• **Metin Bölümü**
+-------+

Nihayet Hac mevsimi gelip çatmıştı. Tabii Darünnedve’de bu konuda ele alınmıştı. Üstelik gelen Hacıların o’na kanmaması için tedbirler alınması konusunda mutabakata vardılar da. Zira toplantıda biri;
—O’nu yalancı diye tanıtalım,
Diğeri söze karıştı;
—Deli olsun,
Bir başkası;
—Kâhin daha şık düşer.
Diğeri;
—Şair desek olmaz mı?
En son gelen teklifle;
Sihirbaz yakıştırmasında karar kıldılar.

+-------+

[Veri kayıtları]
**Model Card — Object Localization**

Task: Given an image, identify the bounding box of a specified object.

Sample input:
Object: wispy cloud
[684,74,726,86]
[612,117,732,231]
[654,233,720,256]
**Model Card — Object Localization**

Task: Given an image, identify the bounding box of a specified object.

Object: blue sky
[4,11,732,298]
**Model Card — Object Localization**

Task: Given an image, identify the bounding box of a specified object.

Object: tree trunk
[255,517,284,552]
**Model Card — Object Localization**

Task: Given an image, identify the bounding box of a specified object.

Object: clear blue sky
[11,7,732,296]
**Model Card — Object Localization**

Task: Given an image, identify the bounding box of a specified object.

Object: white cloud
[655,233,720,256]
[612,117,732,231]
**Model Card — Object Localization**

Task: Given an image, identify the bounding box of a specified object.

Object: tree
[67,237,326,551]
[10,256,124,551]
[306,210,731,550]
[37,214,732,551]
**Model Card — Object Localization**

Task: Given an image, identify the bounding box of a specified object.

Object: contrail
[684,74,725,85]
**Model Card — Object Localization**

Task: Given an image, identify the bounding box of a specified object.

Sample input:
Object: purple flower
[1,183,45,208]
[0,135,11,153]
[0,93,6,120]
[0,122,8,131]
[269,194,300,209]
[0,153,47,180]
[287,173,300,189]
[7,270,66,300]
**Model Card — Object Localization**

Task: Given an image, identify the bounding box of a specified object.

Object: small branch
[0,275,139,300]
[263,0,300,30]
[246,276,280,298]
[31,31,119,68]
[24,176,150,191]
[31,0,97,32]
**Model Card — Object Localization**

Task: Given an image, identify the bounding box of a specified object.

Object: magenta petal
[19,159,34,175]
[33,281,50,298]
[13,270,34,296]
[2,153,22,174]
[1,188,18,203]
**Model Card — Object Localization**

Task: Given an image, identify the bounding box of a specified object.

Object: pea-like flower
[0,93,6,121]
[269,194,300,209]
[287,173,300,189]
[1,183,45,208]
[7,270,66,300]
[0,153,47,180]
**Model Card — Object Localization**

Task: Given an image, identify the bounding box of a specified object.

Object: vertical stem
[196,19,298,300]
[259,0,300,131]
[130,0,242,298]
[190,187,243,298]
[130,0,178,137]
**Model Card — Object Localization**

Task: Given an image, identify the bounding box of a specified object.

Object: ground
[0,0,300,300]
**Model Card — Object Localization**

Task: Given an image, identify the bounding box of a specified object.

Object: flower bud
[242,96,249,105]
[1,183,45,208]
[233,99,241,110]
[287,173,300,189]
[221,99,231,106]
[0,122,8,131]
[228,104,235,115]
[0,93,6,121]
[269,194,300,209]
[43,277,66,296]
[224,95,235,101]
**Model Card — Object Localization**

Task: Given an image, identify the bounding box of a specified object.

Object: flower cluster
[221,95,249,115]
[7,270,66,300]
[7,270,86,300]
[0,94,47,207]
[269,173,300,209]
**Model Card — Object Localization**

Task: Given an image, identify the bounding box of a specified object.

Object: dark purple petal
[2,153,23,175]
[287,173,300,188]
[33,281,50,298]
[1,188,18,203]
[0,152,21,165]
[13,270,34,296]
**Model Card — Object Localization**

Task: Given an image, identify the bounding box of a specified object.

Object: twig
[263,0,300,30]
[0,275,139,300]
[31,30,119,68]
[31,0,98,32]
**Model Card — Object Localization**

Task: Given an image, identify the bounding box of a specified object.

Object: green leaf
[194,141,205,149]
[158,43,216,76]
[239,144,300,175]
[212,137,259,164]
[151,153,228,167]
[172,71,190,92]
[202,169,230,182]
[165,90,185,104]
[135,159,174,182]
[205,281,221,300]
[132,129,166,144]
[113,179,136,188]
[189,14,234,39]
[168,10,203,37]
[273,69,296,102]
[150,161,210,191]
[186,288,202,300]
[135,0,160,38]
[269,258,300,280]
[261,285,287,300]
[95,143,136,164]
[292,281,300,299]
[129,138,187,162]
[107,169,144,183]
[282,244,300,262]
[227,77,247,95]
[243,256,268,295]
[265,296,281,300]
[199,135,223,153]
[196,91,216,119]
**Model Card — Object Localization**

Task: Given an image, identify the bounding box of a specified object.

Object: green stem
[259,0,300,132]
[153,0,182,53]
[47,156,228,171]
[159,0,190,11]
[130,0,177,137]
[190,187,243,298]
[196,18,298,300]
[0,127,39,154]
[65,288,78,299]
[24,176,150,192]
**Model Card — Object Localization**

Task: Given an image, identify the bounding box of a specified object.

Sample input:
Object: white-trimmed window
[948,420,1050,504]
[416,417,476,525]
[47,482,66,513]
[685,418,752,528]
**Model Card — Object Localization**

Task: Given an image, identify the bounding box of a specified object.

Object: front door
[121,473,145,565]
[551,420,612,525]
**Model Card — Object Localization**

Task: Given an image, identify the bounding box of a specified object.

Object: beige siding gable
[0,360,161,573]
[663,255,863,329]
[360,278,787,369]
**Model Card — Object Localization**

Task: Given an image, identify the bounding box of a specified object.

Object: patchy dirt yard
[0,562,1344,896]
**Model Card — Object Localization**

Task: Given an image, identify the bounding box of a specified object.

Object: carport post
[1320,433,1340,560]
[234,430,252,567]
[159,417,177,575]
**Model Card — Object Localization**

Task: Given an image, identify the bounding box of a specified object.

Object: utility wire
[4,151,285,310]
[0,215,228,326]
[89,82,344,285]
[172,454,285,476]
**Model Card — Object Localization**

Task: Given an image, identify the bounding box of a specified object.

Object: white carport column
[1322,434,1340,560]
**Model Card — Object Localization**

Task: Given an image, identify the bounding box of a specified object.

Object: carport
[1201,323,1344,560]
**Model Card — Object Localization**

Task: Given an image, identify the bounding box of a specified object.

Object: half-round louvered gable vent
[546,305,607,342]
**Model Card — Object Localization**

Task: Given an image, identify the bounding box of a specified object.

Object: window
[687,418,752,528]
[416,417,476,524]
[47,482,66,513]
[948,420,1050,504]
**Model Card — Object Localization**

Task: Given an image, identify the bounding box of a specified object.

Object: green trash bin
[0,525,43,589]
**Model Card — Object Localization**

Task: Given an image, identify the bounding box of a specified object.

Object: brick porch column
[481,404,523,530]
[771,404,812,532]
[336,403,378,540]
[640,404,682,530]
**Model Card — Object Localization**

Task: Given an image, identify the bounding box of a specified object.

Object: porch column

+-------+

• **Yapılacak İşler**
- A) Darünnedve toplantısıyla ilgili metinde "Nihayet Hac mevsimi" ifadesinden başlayıp "daha şık düşer." ifadesine kadar, bu ifade de dahil olmak üzere, kısmı hiç değiştirmeden yazın.
- B) Darünnedve toplantısıyla ilgili metni kaldığı yerden sürdürün.
Satırların metinle hiçbir bağlantısı yoktur.

• **Görev Yanıtları**
- A)
Nihayet Hac mevsimi gelip çatmıştı. Tabii Darünnedve’de bu konuda ele alınmıştı. Üstelik gelen Hacıların o’na kanmaması için tedbirler alınması konusunda mutabakata vardılar da. Zira toplantıda biri;
—O’nu yalancı diye tanıtalım,
Diğeri söze karıştı;
—Deli olsun,
Bir başkası;
—Kâhin daha şık düşer.

- B)
Nebiyi Ekrem'in Hacılar üzerindeki etkisini silmek için sihirbaz tanıtımına başladılar, Allah’ın Habib-i tüm bu menfi propagandalardan yılmadan usanmadan yüklenmiş olduğu misyon gereği tebliğ görevine cansiperane devam etti ve hatta gelen ayetlerle de toplantılarda alınan kararlar anında Allah tarafından Resulüne bildiriliyordu. Nitekim gelen ayeti kerimede:
—Nakur denilen Sur’a üfürüldüğü zaman işte o gün kâfirlere pek çetin, pek zor bir gündür... Hayır, onu asla bırakmayacağım. Çünkü o bizim ayetlerimize karşı alabildiğine inatçı bir kâfir kesilmiştir. Çünkü O, … Bu Kur’an başka değil… bir sihirdir… insan sözüdür dedi.
Ben onu Sekar cehennemine sokacağım… O insanları yakıp kavuran bir ateştir. Üzerinde vazifeli 19 tane melek vardır ( Müdessir, 8–30).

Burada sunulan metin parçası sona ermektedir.